— Begin Input data —

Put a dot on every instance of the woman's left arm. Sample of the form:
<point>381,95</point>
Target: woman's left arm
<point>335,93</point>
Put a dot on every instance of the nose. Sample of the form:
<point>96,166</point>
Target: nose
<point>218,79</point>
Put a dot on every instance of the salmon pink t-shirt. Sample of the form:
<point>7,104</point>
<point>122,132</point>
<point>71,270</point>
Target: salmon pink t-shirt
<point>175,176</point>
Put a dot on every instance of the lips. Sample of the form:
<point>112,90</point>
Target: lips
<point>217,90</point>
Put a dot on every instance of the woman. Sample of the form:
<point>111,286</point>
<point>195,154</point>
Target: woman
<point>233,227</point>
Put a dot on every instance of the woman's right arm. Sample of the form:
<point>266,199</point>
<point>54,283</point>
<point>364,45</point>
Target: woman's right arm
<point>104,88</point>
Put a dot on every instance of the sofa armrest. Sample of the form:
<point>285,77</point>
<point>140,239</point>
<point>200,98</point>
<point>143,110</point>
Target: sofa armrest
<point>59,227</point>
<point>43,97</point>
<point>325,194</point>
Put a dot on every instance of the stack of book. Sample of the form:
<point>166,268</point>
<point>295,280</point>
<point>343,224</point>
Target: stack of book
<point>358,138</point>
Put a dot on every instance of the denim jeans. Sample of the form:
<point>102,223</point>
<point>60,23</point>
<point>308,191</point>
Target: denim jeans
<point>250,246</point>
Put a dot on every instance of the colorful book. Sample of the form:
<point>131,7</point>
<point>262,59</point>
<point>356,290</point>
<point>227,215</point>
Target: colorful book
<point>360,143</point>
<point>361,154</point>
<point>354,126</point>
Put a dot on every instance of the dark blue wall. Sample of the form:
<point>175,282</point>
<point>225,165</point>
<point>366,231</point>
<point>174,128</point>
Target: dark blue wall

— End Input data —

→ Exercise description: Rewrite all of the records above, changing "Sample of the form" to "Example format" wherever it occurs and leaving everything else unchanged.

→ Solution for this exercise:
Put a dot on every instance of the woman's left arm. Example format:
<point>381,95</point>
Target: woman's left arm
<point>335,93</point>
Put a dot on every instance of the nose. Example format:
<point>96,166</point>
Target: nose
<point>218,79</point>
Put a dot on every instance of the salmon pink t-shirt. Example format:
<point>7,104</point>
<point>122,132</point>
<point>71,270</point>
Target: salmon pink t-shirt
<point>175,176</point>
Put a dot on every instance of the lips. Example format:
<point>112,90</point>
Target: lips
<point>217,90</point>
Put a dot on every instance of the woman. Example format:
<point>111,286</point>
<point>195,154</point>
Target: woman
<point>233,227</point>
Put a dot on every instance of the woman's right arm. Example format:
<point>266,199</point>
<point>54,283</point>
<point>364,45</point>
Target: woman's right arm
<point>104,88</point>
Put a dot on every instance of the sofa armrest. Example format:
<point>285,77</point>
<point>140,239</point>
<point>200,98</point>
<point>143,110</point>
Target: sofa armrest
<point>59,227</point>
<point>43,97</point>
<point>325,194</point>
Put a dot on every instance of the stack of book. Example format:
<point>166,268</point>
<point>295,280</point>
<point>343,224</point>
Target: stack of book
<point>358,138</point>
Put a dot on every instance of the denim jeans. Example format:
<point>102,223</point>
<point>60,23</point>
<point>308,191</point>
Target: denim jeans
<point>250,246</point>
Put a dot on every instance of the colorful book. Example format:
<point>131,7</point>
<point>262,59</point>
<point>356,290</point>
<point>227,215</point>
Target: colorful book
<point>360,143</point>
<point>361,154</point>
<point>354,126</point>
Put a dot on every instance of the dark blue wall. Example format:
<point>175,282</point>
<point>225,165</point>
<point>366,231</point>
<point>174,128</point>
Target: dark blue wall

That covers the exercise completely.